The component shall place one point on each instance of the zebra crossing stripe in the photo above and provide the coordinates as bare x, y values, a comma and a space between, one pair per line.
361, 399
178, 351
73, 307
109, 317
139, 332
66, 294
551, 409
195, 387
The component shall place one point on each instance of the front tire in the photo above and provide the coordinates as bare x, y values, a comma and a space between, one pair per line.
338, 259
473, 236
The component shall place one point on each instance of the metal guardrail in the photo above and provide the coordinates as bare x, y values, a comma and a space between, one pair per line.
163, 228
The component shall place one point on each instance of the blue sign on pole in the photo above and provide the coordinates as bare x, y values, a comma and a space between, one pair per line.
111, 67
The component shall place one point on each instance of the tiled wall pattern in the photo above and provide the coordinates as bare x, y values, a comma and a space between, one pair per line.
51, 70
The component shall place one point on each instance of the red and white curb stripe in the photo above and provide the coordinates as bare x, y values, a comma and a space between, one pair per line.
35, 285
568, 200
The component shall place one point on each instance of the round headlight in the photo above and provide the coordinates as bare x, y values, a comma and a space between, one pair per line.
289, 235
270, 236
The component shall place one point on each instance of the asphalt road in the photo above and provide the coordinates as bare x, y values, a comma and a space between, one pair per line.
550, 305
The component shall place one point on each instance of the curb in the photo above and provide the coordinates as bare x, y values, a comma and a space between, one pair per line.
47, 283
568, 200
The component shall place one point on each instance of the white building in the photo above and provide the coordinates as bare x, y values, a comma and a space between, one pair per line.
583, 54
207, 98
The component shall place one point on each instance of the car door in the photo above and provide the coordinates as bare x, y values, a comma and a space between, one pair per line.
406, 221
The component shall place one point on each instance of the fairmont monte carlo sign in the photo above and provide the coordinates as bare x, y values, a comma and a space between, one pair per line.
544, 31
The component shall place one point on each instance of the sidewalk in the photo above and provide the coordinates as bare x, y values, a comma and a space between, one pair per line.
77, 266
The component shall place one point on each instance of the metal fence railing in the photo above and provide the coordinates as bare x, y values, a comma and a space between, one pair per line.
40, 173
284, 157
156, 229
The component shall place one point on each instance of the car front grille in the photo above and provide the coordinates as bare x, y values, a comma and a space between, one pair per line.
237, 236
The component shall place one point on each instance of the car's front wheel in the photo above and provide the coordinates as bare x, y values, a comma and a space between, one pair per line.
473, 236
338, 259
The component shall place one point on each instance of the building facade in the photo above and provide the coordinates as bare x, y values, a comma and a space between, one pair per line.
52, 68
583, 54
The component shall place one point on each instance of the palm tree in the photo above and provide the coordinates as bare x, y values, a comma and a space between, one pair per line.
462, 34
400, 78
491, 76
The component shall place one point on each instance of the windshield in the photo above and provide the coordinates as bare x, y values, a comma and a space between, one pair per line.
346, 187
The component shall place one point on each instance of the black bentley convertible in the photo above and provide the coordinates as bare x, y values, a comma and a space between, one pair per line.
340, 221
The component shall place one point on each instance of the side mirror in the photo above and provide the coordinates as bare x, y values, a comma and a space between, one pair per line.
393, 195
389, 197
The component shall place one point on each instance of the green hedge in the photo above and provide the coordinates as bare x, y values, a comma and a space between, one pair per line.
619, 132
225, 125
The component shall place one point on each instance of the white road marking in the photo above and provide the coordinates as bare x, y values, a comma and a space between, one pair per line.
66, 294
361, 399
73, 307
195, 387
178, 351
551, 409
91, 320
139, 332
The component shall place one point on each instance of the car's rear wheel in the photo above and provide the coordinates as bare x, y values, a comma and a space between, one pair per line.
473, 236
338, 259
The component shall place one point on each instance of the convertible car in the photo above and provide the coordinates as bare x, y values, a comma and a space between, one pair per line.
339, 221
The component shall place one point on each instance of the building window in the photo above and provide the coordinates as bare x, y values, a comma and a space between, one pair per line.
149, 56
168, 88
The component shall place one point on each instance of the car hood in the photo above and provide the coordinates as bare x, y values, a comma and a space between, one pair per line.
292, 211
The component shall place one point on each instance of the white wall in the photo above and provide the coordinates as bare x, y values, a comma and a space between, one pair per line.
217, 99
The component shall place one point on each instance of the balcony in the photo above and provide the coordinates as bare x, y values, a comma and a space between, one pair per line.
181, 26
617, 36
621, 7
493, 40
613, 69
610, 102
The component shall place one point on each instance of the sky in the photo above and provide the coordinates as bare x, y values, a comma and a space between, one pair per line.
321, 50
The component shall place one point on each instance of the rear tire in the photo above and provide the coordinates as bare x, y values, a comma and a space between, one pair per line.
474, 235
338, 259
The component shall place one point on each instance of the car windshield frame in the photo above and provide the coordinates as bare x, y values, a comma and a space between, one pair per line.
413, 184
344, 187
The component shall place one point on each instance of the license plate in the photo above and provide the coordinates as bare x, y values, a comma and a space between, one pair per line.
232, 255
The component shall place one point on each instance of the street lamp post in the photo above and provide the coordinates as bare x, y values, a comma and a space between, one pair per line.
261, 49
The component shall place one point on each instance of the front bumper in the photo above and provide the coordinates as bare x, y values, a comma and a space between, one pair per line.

.....

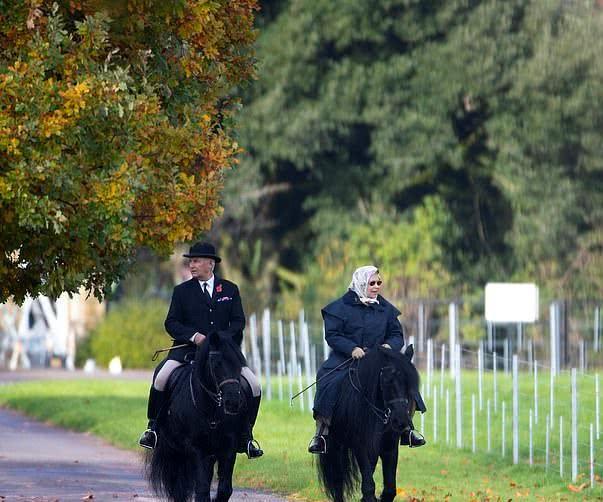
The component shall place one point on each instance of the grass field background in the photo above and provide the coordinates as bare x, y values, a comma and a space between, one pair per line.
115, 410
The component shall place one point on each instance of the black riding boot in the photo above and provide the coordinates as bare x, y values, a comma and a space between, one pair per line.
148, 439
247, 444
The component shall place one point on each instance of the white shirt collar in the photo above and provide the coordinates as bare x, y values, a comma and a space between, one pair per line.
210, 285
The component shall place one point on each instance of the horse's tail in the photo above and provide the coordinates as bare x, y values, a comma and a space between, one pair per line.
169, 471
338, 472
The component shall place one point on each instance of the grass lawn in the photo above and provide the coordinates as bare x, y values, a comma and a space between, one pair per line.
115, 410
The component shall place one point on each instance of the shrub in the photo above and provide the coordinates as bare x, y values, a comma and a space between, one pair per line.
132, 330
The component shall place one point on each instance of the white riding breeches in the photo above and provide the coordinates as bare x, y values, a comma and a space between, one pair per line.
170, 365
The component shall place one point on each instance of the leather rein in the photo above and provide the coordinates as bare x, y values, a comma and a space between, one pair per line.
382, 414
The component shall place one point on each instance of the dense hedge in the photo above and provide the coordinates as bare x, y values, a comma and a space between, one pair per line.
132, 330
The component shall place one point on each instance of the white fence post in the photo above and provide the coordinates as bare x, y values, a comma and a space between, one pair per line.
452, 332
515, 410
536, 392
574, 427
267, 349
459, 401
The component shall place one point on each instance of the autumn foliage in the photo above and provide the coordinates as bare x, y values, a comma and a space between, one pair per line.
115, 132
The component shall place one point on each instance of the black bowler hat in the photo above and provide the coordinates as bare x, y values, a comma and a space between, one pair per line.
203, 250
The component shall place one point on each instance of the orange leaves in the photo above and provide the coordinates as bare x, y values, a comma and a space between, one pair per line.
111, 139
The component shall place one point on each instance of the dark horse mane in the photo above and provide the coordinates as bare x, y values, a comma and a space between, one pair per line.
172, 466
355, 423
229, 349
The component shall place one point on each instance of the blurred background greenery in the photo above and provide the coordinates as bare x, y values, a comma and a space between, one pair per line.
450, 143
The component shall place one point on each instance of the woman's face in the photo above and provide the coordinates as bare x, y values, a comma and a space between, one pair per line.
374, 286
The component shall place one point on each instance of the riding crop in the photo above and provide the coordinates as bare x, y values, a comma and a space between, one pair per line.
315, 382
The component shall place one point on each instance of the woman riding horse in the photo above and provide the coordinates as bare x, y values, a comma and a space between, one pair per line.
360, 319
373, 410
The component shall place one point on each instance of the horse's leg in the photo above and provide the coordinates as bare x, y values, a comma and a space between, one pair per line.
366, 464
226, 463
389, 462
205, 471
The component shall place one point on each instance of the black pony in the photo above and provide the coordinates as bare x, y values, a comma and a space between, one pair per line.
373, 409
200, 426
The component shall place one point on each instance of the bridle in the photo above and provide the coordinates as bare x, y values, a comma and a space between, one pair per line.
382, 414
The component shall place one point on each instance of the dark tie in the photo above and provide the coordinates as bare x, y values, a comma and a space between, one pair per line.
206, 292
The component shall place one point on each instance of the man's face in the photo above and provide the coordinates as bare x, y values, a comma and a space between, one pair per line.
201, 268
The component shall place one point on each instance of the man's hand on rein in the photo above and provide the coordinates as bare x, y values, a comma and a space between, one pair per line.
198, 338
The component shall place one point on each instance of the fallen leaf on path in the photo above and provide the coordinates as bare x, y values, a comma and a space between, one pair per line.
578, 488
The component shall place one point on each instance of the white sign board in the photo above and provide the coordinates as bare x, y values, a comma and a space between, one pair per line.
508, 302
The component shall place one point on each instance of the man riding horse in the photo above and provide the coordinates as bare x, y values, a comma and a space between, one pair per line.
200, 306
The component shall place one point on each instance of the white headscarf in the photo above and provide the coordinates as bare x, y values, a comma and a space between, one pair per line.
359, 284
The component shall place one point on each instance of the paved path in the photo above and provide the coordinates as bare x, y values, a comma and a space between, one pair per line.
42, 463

.....

EXERCISE BRIEF: Your task is to restate, word for word, only those lines above that fall between the line holding "the car hood" and the line holding "the front bumper", inclusive.

ANSWER FOR THE TASK:
The component shall place one point on each instance of the car hood in the photo above and provide the coordinates as bare x, y values, a comma and a space between, one pair per line.
292, 211
The component shall place one point on each instance of the white wall in the photo above and provide the coordinates as bare x, y values, a comma and a space between, one pair per line.
217, 99
The component shall place one point on each instance of the balcony in the photo above and provide the coordinates as bare x, y values, a comma and a space between, one pair per line.
181, 26
617, 36
621, 7
493, 40
613, 69
610, 102
The component shall place one point on each instance of the sky in the photo above and provide the coordinates as bare x, y values, a comma and a space between, one pair per line.
321, 50
The component shall place one point on each instance of the rear tire in the photo above and provide the coordinates as bare x, y values, a comma and a space between, one pair per line.
474, 235
338, 259
The component shall place one point on each instance of the car windshield frame in the photo above and provide the coordinates as bare x, y values, a comma and a space between, one pair per line.
413, 184
344, 187
The component shall place one point on each instance of the license plate in the photo above and provide the coordinates as bare x, y values, a comma and a space between, one pair per line.
232, 255
The component shall place one point on each instance of the street lamp post in the photo above and provide the coordinates as bare x, y values, a comma and a space between, one pair per line.
261, 49
The component shall place one point on each instance of the front bumper in the photo above and provide the coordinates as bare x, y values, a comma and a space between, one pair per line.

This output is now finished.